Referring expression pointing data:
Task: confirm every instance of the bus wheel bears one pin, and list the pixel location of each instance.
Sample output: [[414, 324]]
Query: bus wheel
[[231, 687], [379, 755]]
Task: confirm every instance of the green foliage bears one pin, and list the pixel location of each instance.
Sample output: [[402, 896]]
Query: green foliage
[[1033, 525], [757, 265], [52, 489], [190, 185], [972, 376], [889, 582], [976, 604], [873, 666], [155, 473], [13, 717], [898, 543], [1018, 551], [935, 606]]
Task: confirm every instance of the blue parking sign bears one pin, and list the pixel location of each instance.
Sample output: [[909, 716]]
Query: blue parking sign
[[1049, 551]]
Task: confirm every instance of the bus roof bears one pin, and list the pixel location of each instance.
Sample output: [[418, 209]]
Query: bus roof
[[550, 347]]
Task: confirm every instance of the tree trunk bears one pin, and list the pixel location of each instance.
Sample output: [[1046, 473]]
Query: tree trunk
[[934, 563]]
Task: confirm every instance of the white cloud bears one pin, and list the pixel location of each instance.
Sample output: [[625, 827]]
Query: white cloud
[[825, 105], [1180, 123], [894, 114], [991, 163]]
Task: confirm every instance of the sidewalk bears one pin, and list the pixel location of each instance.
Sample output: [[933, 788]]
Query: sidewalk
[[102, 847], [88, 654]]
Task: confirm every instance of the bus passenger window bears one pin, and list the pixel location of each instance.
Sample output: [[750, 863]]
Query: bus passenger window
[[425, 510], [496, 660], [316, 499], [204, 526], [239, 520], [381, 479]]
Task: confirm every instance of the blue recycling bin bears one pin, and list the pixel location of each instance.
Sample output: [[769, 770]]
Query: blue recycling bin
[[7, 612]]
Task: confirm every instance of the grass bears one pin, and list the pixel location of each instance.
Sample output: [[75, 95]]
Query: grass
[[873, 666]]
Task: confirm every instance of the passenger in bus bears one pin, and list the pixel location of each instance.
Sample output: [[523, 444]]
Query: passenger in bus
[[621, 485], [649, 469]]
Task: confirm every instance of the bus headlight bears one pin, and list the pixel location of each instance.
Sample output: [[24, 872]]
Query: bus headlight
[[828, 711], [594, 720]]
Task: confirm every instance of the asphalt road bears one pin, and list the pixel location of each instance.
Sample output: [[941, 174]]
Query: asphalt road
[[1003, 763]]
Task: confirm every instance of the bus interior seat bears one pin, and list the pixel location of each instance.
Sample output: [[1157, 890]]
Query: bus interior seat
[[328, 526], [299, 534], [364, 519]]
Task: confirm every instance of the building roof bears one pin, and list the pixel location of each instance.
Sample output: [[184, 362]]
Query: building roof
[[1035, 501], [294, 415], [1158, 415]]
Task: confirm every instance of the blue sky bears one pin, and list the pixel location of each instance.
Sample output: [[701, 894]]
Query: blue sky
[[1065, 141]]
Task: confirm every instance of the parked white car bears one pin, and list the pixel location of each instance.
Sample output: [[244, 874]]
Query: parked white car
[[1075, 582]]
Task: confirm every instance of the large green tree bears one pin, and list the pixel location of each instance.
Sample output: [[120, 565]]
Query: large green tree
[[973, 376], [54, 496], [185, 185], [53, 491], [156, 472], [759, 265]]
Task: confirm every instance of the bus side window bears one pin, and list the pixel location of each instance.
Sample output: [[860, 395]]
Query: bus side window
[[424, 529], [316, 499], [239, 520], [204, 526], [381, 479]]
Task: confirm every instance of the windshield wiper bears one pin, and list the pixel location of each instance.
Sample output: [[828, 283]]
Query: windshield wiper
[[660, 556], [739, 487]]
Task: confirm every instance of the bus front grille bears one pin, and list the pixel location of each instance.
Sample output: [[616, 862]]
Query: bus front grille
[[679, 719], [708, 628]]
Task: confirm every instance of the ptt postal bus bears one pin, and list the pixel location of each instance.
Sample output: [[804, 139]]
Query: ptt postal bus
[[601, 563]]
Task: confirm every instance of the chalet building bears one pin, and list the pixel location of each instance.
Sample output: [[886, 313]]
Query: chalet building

WHAT THE TASK REQUIRES:
Your answer should be the data above, retyped exactly.

TASK OUTPUT:
Task: confirm every instance of the bus wheel bears one pin, and list the pixel location of each instance.
Sample output: [[414, 324]]
Query: bus wheel
[[231, 687], [379, 755]]
Task: confirm every instance of the green foliage bears one pin, and list the pixel location of each instance.
Sample output: [[402, 896]]
Query: green foliage
[[1033, 525], [757, 265], [52, 489], [190, 185], [972, 376], [889, 582], [976, 604], [873, 666], [155, 473], [13, 717], [898, 543], [1018, 551], [935, 606]]
Task: confirm every instance of the blue parking sign bears one pin, and list the pixel location of each instance.
Sample output: [[909, 716]]
Query: blue parking sign
[[1049, 551]]
Task: confirm every instance of the bus roof bears one pin, and list the pixel location of each instance.
Sample output: [[418, 209]]
Query: bus roof
[[550, 347]]
Task: confirm every instance of the tree trunk bears one pin, and list the pixel location of each instance.
Sample output: [[1046, 473]]
Query: tree trunk
[[934, 563]]
Task: confirm every instance of the white cloud bears one pin, and list the pixel location of each instance.
Sample output: [[625, 827]]
Query: white cloud
[[825, 105], [1180, 123], [894, 114], [991, 163]]
Task: confirm every instance of the sidewalk bears one pin, and list the pixel location of each instance.
Sample output: [[933, 788]]
Query: sidewalk
[[102, 847], [88, 654]]
Task: confirm every instance of the bus passenger window bears one pin, and list the pixel location of each instance.
Sample output: [[750, 863]]
Query: bus passenger window
[[425, 510], [496, 660], [316, 499], [204, 526], [239, 520], [381, 479]]
Task: confirm every instance of the blue recycling bin bears one pin, and list the pixel location of each instance.
Sample output: [[769, 770]]
Query: blue recycling bin
[[7, 612]]
Task: confirm every instance of the grass bears one pin, and list the pixel location of each instance.
Sample output: [[75, 95]]
Query: grass
[[873, 666]]
Task: confirm every instance of the passenger in bus bears one pin, and list the pixel location of each instance.
Sample output: [[523, 444]]
Query: passenger in bus
[[621, 485], [649, 469]]
Task: confirm every instance of the bus headlight bears one pin, and list the pixel location of each instance.
Sample output: [[24, 872]]
Query: bus headlight
[[828, 711], [594, 720]]
Task: confirm every instance of the asphalt road bears one pin, and list the pixel location of each instance.
Sample output: [[941, 174]]
Query: asphalt road
[[1003, 763]]
Task: confirm every instance of the bus interior seat bears one pin, and list the pixel location of each instance.
Sample output: [[1157, 890]]
Query: bus interior seat
[[328, 526], [299, 534], [364, 519]]
Task: confirm every instance of the building roof bears one pin, and list the pixel location of each instance.
Sample output: [[184, 362]]
Query: building roof
[[1035, 501], [294, 415], [1158, 415]]
Task: confirm every instance of the blue sky bears one pin, and list the pixel location of each instance.
Sample output: [[701, 894]]
Query: blue sky
[[1065, 141]]
Task: confirm every instance of the parked white car bears one pin, and list the pixel location of each instance.
Sample output: [[244, 874]]
Query: parked white car
[[1075, 582]]
Task: confirm every instance of the large green tree bears one pin, and list the pixel location of each instance.
Sample output: [[120, 565]]
Query: large green tree
[[973, 376], [54, 496], [185, 185], [53, 491], [156, 472], [759, 265]]
Task: confirm every instance of the bus side window bears one pin, and list the pixel location of each instance.
Sample output: [[860, 395]]
Query: bus side window
[[424, 529], [316, 499], [239, 520], [204, 526], [381, 479]]
Task: confirm every instance of the windshield wiper bears one pin, and list the pixel location of each instance.
Sample output: [[828, 283]]
Query: windshield wiper
[[660, 556], [739, 487]]
Task: confirm every instance of the bus front grille bears one pin, and list the pixel location of each instance.
Sample output: [[616, 862]]
Query: bus front grille
[[679, 719], [708, 628]]
Task: confirm every instance of the ptt postal bus bears one pin, and list the pixel location of each instance.
Sample output: [[804, 139]]
Query: ptt postal bus
[[601, 563]]
Task: confirm every instance of the chalet building bears one pin, and list the pixel location of each instance.
Sample output: [[886, 313]]
Query: chalet building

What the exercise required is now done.